[SUPPLIED RECORDS Boundary: Start]
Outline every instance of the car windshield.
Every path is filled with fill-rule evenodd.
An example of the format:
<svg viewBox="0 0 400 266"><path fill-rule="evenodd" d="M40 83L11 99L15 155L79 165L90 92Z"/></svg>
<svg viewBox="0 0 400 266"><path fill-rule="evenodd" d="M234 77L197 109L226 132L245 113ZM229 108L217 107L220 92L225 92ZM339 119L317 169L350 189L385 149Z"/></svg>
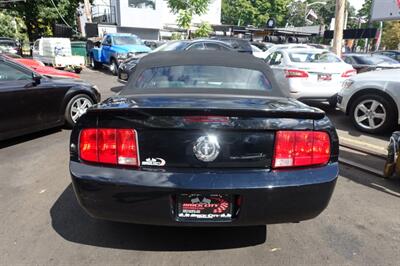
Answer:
[SUPPLIED RECORDS Boundary: End]
[SUPPLIED RECORDS Boundary: Start]
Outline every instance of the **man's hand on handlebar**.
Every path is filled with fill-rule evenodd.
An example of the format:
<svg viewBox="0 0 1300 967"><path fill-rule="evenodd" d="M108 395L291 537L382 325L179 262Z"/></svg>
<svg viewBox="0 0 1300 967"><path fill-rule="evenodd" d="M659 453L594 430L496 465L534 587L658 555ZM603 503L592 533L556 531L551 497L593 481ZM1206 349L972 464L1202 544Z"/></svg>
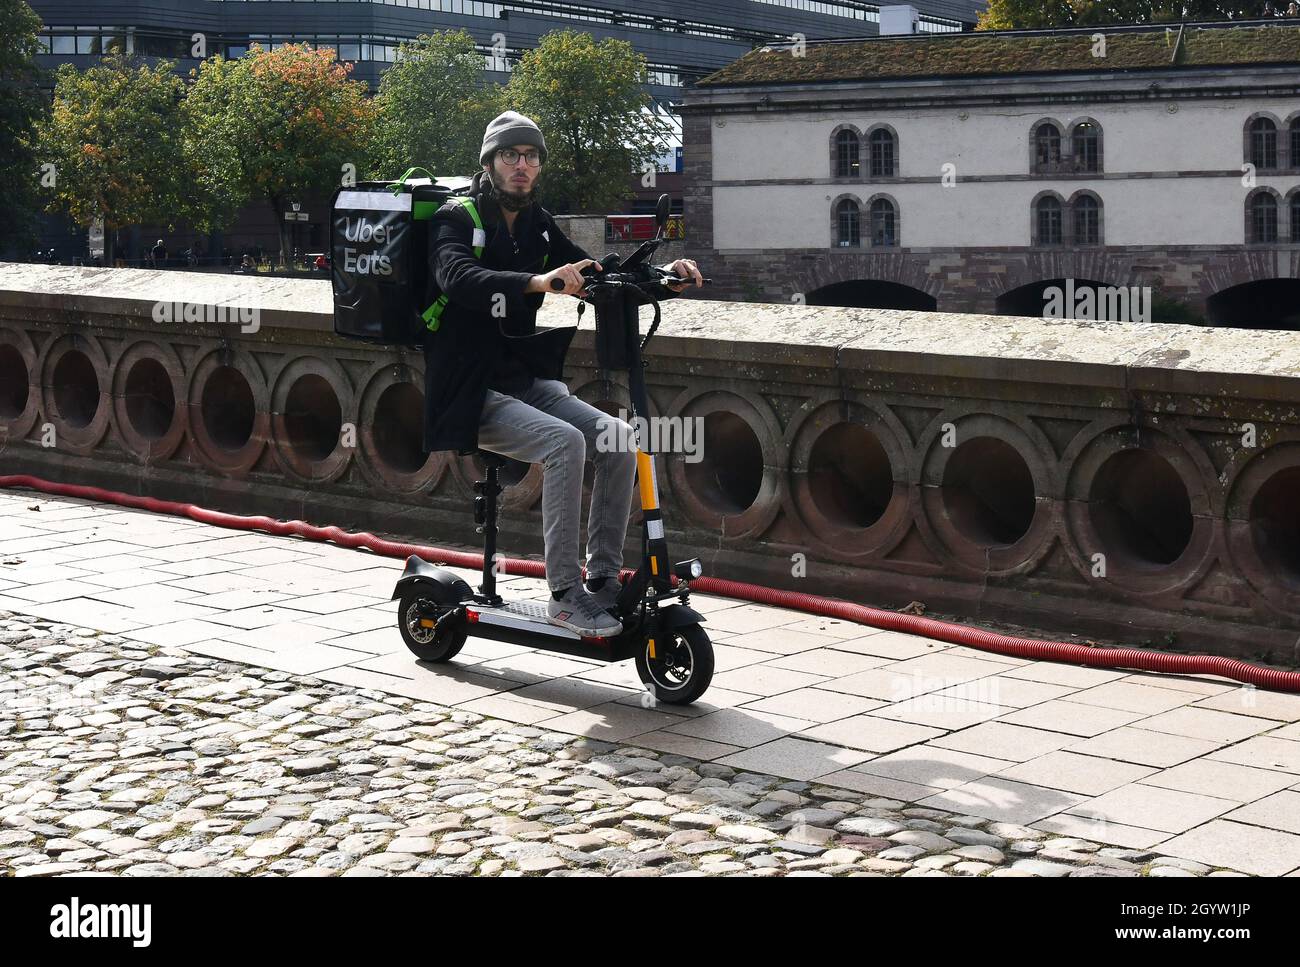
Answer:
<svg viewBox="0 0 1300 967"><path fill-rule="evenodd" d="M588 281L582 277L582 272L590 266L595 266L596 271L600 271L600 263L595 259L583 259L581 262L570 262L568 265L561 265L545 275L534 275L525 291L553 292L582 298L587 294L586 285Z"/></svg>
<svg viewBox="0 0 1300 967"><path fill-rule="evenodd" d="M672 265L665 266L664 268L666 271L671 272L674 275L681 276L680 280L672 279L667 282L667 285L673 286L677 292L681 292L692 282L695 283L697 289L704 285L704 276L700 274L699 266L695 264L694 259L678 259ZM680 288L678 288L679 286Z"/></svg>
[SUPPLIED RECORDS Boundary: End]
[SUPPLIED RECORDS Boundary: Start]
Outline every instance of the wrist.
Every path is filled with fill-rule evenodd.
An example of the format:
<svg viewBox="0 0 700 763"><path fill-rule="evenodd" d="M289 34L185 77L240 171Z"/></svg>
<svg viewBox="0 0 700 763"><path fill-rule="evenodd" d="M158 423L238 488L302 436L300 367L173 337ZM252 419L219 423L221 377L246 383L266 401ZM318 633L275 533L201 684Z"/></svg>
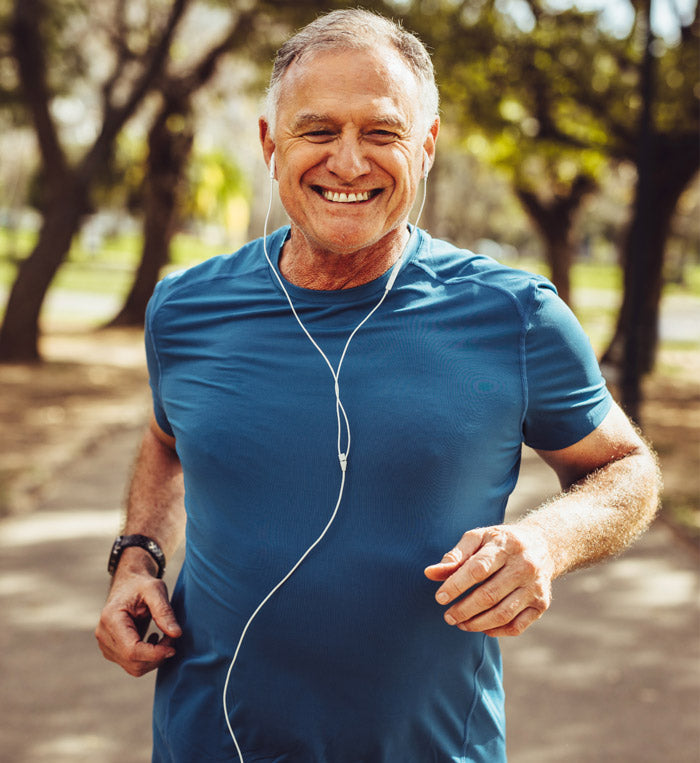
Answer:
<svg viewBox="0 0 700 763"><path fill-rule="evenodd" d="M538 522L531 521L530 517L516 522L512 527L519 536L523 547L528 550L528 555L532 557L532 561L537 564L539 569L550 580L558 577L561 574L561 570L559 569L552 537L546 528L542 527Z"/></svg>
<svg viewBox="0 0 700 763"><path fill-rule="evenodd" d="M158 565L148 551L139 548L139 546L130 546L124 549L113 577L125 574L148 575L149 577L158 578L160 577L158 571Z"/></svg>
[SUPPLIED RECORDS Boundary: End]
Go through the listing above and state how many of its lines contain "Outline", with no other words.

■ TASK RESPONSE
3